◆ **待辦事項**:
**A)** 請列出下方程式碼中結構 Grid 所定義的全部成員名稱。
**B)** 將下方程式碼中介於"q.push(make_pair(0, 0));"與"- 1][x].scnt == -1)"之間的文字原樣照抄，兩端包括在內。

◆ **所示段落**:
........
/**
* (1)求各點到源點的最小步數(BFS)
* (2)求各點到終點的最小步數(BFS)
* (3)如果點不是給定路徑上的點,那么:該點到源點的最小步數+該點到終點的最小步數<給定路徑的步數,否則給定路徑不是唯一最短的
* (4)如果兩相鄰點a、b之間存在墻,那么:a到源點的最小步數+1+b到終點的最小步數<=給定路徑的步數
* 或者 a到終點的最小步數+1+b到源點的最小步數<=給定路徑的步數,否則墻多余
* (5)如果存在點不可達,說明存在墻將該點封閉起來,可以證明墻至少有一塊多余
*/
#include <iostream>
#include <string>
#include <queue>
using namespace std;
struct Grid
{
bool inpath; // 是否是路徑方格
bool uwal; // 是否有上墻
bool rwal; // 是否有右墻
int scnt; // 到源點步數
int dcnt; // 到終點步數
};
int main(int argc, char** argv)
{
bool ok;
int w, h, cnt, steps; // 1 <= w, h <= 100
string path;
Grid grid[100][100];
queue<pair<int, int> > q;
int t, x, y, desx, desy, x2, y2, i;
for (cin >> t; t > 0; --t)
{
// 初始化數據
cin >> w >> h;
for (y = 0; y < h; ++y)
for (x = 0; x < w; ++x)
{
grid[y][x].inpath = false;
grid[y][x].uwal = false;
grid[y][x].rwal = false;
grid[y][x].scnt = -1;
grid[y][x].dcnt = -1;
}
cin >> path;
x = 0, y = 0;
grid[0][0].inpath = true;
steps = path.size();
for (i = 0; i < steps; ++i)
{
switch(path[i])
{
case 'U': ++y; break;
case 'D': --y; break;
case 'L': --x; break;
case 'R': ++x; break;
}
grid[y][x].inpath = true;
}
desx = x, desy = y;
cin >> cnt;
for (i = 0; i < cnt; ++i)
{
cin >> x >> y >> x2 >> y2;
if (x == x2)
if (y + 1 == y2) grid[y][x].uwal = true;
else grid[y2][x].uwal = true;
else
if (x + 1 == x2) grid[y][x].rwal = true;
else grid[y][x2].rwal = true;
}
// 求各點到源點的最小步數(BFS)
q.push(make_pair(0, 0));
grid[0][0].scnt = 0;
while (!q.empty())
{
y = q.front().first, x = q.front().second;
if (y < h - 1 && grid[y][x].uwal == false && grid[y + 1][x].scnt == -1)
{
grid[y + 1][x].scnt = grid[y][x].scnt + 1;
q.push(make_pair(y + 1, x));
}
if (0 < y && grid[y - 1][x].uwal == false && grid[y - 1][x].scnt == -1)
{
grid[y - 1][x].scnt = grid[y][x].scnt + 1;
q.push(make_pair(y - 1, x));
}
if (0 < x && grid[y][x - 1].rwal == false && grid[y][x - 1].scnt == -1)
........
指點與標註記錄
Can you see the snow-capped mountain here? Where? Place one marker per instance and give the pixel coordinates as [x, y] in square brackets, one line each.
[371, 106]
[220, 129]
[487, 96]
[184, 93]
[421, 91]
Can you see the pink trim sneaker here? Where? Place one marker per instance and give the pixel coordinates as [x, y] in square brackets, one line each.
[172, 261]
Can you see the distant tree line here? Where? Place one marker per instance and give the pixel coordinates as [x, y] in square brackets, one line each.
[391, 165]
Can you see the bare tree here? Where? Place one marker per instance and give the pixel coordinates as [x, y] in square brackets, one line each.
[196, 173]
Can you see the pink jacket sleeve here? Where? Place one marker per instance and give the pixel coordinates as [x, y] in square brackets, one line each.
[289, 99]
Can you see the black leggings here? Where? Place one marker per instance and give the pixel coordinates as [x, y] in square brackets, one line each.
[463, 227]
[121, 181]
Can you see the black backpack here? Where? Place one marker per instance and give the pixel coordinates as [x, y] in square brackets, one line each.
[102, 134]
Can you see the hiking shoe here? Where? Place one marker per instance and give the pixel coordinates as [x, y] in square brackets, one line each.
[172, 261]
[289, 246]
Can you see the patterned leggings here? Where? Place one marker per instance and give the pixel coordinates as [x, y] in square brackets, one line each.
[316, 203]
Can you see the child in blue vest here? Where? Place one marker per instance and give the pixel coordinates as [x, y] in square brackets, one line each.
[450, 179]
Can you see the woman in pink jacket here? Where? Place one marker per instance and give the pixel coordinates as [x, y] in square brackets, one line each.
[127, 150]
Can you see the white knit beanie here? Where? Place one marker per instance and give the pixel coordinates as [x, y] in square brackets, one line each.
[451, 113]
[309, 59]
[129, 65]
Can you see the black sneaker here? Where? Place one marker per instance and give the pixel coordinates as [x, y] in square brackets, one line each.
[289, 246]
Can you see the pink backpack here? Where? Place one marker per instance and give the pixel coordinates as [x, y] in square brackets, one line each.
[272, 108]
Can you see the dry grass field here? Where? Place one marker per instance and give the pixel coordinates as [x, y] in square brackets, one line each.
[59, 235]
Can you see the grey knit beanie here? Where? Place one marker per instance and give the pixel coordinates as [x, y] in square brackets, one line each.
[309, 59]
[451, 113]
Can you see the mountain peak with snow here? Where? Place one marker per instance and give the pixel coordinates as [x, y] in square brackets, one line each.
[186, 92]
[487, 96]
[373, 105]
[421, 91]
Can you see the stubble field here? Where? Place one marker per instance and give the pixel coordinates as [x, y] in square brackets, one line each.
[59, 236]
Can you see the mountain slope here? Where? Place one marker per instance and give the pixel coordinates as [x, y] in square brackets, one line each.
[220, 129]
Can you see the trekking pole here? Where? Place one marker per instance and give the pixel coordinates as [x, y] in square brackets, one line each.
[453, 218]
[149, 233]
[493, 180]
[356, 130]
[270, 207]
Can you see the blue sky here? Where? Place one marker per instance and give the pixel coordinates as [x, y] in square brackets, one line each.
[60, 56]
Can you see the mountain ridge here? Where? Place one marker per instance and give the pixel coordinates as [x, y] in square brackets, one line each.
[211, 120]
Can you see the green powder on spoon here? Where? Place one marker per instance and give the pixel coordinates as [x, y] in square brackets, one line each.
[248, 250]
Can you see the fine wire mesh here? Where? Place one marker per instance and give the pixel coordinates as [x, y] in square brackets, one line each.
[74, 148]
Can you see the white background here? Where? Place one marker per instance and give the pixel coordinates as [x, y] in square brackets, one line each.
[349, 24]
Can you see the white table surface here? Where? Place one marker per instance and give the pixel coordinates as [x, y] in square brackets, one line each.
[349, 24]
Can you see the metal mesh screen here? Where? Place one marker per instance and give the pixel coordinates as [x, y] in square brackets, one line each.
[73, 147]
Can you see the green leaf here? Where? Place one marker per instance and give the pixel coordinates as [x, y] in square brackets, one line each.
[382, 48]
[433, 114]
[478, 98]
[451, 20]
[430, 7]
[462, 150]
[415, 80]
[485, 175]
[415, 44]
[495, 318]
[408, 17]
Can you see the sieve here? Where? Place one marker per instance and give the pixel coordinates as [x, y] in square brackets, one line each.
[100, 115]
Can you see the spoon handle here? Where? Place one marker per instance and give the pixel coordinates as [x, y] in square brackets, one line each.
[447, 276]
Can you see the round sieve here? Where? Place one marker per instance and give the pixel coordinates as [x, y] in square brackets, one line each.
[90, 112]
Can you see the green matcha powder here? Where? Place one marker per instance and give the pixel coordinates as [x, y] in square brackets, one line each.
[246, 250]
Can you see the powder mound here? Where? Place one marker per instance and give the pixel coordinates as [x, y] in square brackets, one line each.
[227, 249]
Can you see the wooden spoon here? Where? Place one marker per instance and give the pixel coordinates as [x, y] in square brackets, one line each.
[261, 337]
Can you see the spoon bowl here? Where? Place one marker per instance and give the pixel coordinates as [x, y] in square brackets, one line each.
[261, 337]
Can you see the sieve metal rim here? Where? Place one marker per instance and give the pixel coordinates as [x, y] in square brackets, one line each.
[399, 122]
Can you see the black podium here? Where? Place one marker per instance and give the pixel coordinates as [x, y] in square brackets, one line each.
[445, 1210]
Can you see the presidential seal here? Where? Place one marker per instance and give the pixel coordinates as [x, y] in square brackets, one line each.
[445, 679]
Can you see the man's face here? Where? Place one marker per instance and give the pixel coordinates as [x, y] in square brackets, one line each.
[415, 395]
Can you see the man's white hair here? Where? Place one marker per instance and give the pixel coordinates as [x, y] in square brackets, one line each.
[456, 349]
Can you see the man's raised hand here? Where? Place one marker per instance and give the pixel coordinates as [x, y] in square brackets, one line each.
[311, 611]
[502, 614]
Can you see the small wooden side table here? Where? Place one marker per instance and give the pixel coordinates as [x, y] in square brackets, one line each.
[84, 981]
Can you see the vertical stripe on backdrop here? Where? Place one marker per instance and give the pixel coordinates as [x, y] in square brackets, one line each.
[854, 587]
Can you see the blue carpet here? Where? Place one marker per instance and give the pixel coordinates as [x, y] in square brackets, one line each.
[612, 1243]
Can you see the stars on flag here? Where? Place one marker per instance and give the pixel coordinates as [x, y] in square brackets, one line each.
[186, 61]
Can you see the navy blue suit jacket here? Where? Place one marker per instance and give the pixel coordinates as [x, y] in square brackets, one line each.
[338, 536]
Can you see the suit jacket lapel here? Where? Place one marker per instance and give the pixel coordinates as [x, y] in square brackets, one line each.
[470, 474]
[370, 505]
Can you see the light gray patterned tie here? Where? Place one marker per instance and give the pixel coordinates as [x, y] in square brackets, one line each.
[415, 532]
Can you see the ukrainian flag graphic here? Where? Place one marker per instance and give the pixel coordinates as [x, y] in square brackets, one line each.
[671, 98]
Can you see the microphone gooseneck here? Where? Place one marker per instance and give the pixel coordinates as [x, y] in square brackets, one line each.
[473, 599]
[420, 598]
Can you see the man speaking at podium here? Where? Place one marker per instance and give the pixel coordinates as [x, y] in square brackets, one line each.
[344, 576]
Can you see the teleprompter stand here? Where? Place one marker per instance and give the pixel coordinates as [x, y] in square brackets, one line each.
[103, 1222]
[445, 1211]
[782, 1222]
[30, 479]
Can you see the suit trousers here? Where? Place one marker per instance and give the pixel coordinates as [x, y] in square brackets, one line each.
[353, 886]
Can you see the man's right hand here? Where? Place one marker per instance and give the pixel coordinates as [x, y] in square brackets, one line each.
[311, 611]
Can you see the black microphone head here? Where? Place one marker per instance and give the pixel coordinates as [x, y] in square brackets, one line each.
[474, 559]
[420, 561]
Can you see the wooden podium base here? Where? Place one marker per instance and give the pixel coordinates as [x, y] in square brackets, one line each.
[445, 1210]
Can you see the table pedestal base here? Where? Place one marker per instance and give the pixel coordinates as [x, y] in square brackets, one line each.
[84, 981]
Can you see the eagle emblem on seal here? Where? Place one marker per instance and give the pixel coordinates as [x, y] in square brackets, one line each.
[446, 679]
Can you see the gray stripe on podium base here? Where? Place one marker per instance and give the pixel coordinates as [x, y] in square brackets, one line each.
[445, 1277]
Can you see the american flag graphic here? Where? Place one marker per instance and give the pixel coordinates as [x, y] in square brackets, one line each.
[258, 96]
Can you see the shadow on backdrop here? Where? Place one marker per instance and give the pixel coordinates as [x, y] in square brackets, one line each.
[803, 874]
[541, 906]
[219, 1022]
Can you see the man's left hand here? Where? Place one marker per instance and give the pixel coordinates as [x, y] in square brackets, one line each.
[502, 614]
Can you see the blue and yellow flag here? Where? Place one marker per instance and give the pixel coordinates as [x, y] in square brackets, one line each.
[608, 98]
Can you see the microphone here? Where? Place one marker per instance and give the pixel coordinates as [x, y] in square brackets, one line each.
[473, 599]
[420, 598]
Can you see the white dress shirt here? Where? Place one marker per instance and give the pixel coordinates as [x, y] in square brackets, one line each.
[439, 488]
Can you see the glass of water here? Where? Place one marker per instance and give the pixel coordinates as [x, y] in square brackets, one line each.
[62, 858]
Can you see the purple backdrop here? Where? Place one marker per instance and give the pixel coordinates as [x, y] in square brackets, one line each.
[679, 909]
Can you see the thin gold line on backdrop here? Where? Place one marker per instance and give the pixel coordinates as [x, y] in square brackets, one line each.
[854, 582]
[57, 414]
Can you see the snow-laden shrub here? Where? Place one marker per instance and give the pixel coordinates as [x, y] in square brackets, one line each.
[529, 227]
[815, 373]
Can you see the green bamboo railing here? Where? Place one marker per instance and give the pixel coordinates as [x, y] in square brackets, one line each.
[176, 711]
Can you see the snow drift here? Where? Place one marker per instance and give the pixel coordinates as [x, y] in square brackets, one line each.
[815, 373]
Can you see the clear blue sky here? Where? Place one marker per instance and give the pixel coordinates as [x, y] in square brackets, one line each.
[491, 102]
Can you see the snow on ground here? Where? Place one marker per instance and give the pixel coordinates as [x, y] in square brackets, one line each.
........
◆ **解答**:
**A)** inpath、uwal、rwal、scnt、dcnt

**B)**
q.push(make_pair(0, 0));
grid[0][0].scnt = 0;
while (!q.empty())
{
y = q.front().first, x = q.front().second;
if (y < h - 1 && grid[y][x].uwal == false && grid[y + 1][x].scnt == -1)
{
grid[y + 1][x].scnt = grid[y][x].scnt + 1;
q.push(make_pair(y + 1, x));
}
if (0 < y && grid[y - 1][x].uwal == false && grid[y - 1][x].scnt == -1)